- Entries supplied:

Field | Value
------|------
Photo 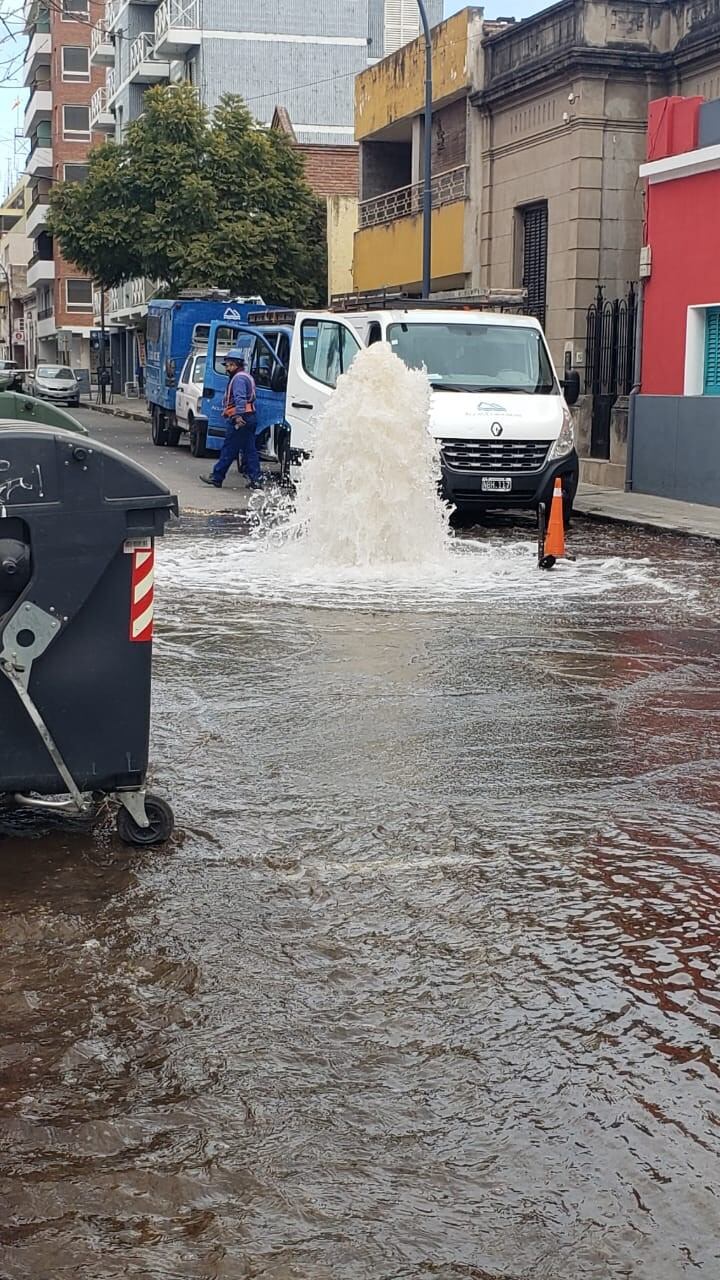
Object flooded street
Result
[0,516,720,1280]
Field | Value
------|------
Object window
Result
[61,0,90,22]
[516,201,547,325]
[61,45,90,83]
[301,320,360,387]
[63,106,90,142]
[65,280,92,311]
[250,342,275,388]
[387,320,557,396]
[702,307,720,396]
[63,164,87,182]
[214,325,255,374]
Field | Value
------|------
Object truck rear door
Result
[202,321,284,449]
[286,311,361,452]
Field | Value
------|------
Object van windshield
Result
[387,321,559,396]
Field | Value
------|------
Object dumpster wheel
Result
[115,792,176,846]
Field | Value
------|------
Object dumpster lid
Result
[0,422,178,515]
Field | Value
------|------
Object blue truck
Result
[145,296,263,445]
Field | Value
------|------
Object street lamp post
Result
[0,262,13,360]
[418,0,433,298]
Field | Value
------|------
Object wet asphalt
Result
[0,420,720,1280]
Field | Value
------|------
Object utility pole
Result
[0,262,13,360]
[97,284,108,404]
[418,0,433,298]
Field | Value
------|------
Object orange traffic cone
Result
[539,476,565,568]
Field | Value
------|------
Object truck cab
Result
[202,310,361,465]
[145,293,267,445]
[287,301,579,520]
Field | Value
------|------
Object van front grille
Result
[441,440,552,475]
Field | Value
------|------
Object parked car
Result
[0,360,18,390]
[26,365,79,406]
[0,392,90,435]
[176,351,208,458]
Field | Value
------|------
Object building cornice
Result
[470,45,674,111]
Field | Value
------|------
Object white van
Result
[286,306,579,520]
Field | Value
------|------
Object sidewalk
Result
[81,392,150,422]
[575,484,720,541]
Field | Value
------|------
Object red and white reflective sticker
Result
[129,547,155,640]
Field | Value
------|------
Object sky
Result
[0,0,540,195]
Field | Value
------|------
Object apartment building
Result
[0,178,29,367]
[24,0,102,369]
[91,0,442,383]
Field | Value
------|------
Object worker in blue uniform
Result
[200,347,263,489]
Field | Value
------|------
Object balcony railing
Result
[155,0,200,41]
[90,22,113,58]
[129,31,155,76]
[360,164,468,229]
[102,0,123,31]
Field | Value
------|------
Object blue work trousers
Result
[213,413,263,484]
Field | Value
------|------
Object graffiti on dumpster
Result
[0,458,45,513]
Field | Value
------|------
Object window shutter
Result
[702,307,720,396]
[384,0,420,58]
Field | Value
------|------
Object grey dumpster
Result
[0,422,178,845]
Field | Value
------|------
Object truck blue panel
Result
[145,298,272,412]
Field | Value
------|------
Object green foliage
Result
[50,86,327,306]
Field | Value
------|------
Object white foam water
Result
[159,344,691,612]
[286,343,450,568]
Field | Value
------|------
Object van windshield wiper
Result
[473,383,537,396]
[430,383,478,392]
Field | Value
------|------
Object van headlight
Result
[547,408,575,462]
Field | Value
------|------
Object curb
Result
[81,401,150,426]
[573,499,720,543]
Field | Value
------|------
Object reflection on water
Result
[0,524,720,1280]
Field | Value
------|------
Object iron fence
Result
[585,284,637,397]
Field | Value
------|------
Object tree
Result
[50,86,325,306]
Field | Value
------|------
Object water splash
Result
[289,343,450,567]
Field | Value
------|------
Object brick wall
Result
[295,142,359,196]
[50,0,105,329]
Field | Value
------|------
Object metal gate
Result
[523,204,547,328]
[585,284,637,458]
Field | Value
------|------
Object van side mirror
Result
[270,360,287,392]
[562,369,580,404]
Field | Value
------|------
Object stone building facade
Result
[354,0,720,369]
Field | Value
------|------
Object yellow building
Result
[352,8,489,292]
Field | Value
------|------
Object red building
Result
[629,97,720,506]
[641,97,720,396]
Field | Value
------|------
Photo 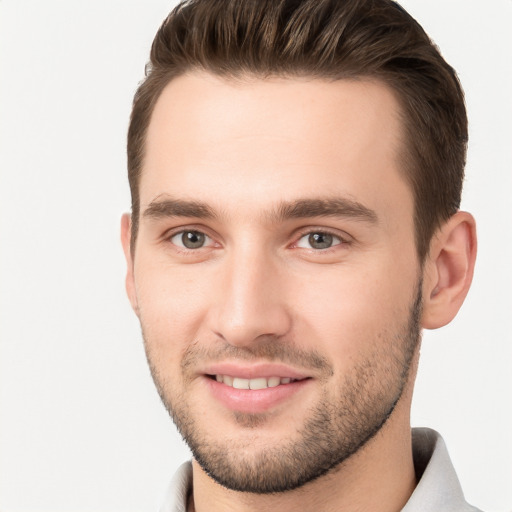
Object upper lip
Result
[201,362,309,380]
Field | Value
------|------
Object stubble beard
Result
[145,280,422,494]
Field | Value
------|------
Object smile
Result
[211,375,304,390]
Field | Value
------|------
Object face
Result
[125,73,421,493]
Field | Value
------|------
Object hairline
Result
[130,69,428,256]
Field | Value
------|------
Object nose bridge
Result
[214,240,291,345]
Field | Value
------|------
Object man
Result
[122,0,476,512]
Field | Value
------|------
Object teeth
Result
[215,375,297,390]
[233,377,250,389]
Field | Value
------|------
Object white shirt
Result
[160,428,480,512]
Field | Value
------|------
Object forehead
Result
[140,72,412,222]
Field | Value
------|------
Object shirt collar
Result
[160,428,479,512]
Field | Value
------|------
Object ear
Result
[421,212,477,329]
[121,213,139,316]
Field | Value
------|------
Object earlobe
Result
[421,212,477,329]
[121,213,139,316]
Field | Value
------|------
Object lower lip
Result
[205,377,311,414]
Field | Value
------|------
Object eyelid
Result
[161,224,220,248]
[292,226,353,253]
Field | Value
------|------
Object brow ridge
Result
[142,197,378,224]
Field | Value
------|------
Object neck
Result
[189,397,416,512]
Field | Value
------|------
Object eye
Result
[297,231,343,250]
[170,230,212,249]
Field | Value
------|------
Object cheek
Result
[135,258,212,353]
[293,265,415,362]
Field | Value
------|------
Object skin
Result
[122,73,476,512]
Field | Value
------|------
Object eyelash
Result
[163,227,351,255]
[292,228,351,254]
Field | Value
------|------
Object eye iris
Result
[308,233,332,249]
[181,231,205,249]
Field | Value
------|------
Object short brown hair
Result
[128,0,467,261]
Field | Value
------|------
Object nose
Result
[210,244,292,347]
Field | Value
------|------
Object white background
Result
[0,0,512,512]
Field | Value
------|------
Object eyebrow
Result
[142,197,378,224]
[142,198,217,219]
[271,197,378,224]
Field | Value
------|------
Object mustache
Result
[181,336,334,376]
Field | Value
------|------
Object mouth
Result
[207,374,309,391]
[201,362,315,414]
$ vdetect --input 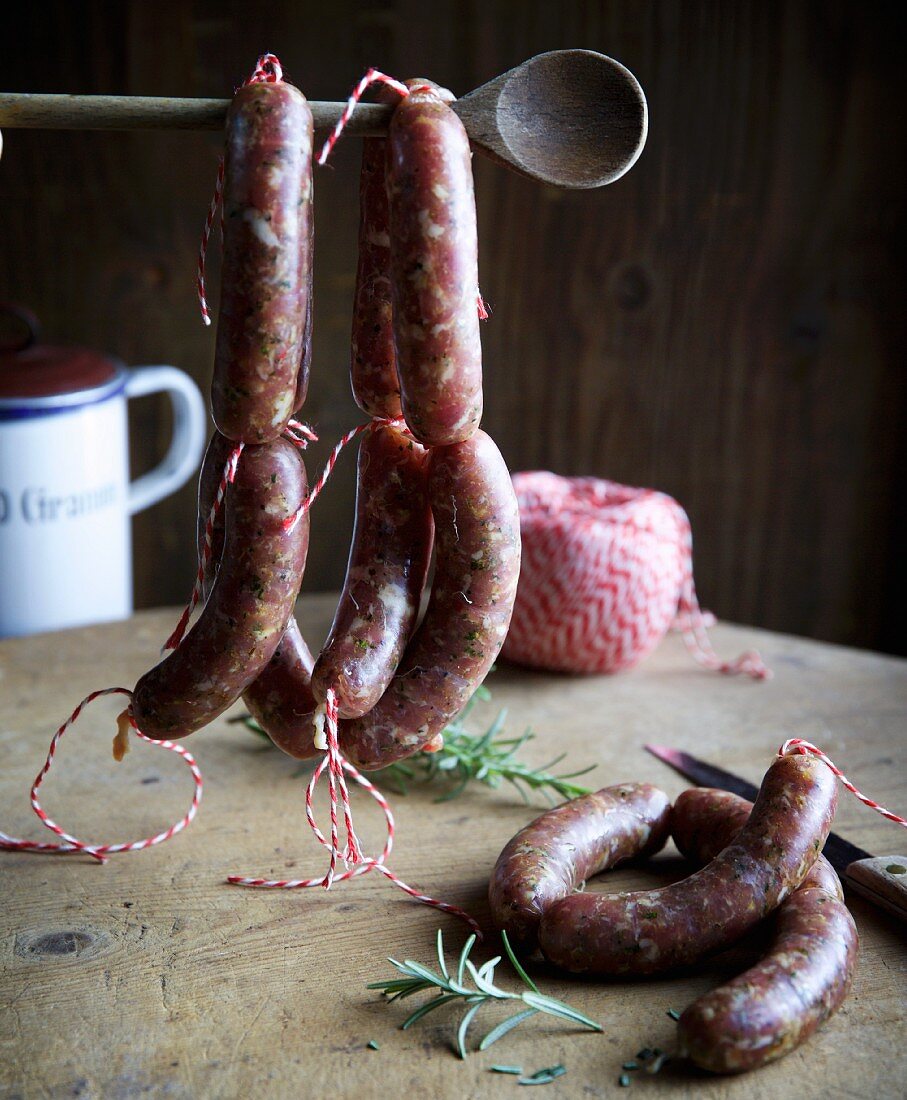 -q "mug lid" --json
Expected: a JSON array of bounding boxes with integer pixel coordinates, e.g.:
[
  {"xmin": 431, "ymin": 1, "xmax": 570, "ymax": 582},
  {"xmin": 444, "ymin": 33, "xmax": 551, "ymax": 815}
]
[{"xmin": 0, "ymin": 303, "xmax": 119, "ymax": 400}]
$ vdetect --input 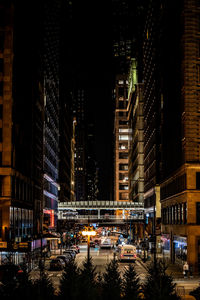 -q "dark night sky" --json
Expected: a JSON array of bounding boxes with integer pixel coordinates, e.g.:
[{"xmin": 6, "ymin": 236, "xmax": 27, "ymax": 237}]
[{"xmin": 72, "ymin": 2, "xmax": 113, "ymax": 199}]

* * *

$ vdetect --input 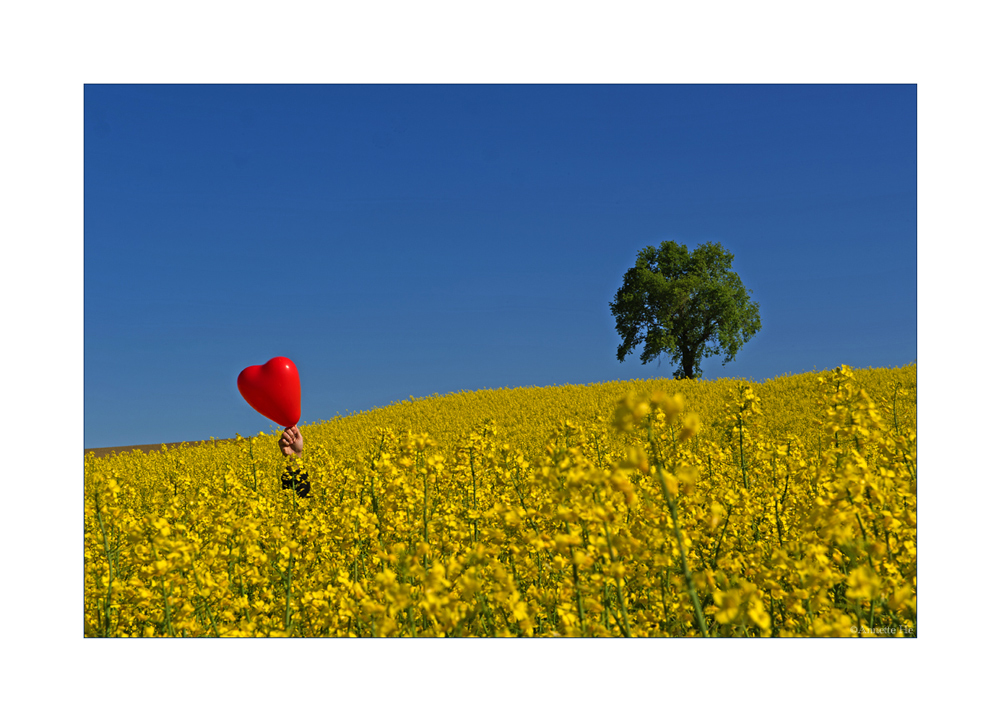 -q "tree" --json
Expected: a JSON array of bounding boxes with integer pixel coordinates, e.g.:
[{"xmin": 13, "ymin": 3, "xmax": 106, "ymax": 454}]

- What you have to do: Pick out and copy every line of the records above that contains the word "water". Matching is case-sensitive.

- Exercise answer:
Object white foam water
Object reflection on water
Object water splash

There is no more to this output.